# Text:
Improving LLM reasoning with step-wise reinforcement learning
SWiRL trains models to interleave reasoning, tool-use, and answer generation, making it useful for agentic applications.
Step-Wise Reinforcement Learning (SWiRL), a new technique developed by DeepMind and Stanford University, improves the ability of LLMs in multi-step reasoning with tool use, proving to be useful for real-world applications that require interacting with complex environments.
Traditional RL methods, such as Reinforcement Learning from Human Feedback (RLHF) and RL from AI Feedback (RLAIF), optimize models for single-step reasoning tasks. This makes them inefficient for tasks that require the model to reassess its current reasoning path midway and retrieve additional information and help from external sources and tools.
SWiRL uses synthetic data generation and a specialized RL approach to teach the LLMs to “decompose complex problems into a sequence of more manageable subtasks, when to call the tool, how to formulate a call to the tool, when to use the results of these queries to answer the question, and how to effectively synthesize its findings.”
SWiRL works in two stages: data generation and step-wise RL training.
In the first stage, an LLM is given access to a relevant tool, like a search engine or a calculator and is prompted to generate a "trajectory” that includes chain-of-thought (CoT) reasoning, tool calling, or producing the final answer. If the model opts to use a tool, the query is extracted and executed (e.g., a search query of calculator call) and the result in inserted into the model’s context. The trajectory generation continues until the model produces the final answer.

(Collection entries)

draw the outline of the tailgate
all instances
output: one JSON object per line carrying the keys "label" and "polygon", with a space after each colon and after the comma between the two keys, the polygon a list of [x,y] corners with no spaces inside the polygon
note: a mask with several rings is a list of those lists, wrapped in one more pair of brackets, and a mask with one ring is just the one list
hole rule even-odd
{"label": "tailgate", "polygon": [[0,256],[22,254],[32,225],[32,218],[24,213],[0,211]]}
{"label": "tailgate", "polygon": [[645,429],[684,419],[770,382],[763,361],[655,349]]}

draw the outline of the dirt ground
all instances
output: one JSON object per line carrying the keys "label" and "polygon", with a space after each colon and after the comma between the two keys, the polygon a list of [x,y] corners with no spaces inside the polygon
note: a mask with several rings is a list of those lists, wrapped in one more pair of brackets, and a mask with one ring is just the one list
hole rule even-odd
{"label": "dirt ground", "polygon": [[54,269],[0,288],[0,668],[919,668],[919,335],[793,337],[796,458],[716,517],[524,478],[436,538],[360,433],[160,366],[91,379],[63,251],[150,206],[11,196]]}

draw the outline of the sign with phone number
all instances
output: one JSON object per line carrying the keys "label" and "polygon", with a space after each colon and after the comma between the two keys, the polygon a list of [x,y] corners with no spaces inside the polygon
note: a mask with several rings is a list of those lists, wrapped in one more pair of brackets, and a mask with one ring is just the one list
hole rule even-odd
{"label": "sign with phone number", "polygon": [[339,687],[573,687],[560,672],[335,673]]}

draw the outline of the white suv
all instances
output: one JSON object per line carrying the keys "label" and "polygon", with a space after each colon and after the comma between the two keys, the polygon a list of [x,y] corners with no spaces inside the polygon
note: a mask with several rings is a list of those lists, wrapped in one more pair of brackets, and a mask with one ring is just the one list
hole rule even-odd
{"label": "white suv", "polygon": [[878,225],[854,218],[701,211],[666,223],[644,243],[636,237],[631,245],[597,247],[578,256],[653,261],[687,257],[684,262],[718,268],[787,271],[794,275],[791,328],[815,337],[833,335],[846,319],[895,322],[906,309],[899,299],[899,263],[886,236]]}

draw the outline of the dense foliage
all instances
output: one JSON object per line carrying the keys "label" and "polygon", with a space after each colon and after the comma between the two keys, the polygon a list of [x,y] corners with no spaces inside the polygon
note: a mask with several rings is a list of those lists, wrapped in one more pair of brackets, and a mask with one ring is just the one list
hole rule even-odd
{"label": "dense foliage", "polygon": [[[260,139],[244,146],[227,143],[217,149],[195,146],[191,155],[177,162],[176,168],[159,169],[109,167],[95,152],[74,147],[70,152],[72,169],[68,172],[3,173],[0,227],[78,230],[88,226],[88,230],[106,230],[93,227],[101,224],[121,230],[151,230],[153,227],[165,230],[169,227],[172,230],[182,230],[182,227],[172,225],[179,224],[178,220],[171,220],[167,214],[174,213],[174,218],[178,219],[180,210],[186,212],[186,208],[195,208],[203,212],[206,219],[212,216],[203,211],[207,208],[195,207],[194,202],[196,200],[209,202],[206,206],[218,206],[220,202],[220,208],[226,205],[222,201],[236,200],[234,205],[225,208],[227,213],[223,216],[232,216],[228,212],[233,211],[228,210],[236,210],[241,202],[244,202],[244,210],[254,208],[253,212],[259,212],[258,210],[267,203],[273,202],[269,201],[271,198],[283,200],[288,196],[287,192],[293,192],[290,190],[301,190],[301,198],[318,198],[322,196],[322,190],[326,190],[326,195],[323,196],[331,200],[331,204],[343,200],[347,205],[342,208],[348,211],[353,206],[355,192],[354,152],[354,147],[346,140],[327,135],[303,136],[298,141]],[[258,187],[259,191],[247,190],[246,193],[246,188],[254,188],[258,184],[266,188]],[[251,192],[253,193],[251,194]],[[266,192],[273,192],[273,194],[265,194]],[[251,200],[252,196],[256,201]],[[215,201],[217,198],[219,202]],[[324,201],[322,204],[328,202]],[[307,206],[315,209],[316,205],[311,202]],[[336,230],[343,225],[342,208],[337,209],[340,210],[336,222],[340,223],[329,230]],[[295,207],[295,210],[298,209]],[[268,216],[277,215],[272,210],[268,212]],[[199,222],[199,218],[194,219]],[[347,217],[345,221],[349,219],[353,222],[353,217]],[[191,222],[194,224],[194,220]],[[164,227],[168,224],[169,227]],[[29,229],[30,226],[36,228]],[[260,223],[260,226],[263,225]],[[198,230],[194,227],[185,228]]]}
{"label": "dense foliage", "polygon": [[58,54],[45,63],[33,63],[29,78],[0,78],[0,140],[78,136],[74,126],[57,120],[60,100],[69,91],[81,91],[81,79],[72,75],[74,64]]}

# Brief A:
According to the quotation in the SWiRL article, what does SWiRL teach LLMs? List every item.
# Brief B:
Does the SWiRL article support each of these statements? Answer yes or no for each, and quote the words that decide it.
(i) SWiRL was developed by DeepMind and Stanford University.
(ii) RLHF and RLAIF optimize models for multi-step reasoning tasks.
(iii) Trajectory generation stops as soon as the model makes its first tool call.
The records are not needed for this work.

# Task output A:
- to decompose complex problems into a sequence of more manageable subtasks
- when to call the tool
- how to formulate a call to the tool
- when to use the results of these queries to answer the question
- how to effectively synthesize its findings

# Task output B:
(i) Yes: "a new technique developed by DeepMind and Stanford University"
(ii) No: "optimize models for single-step reasoning tasks"
(iii) No: "The trajectory generation continues until the model produces the final answer."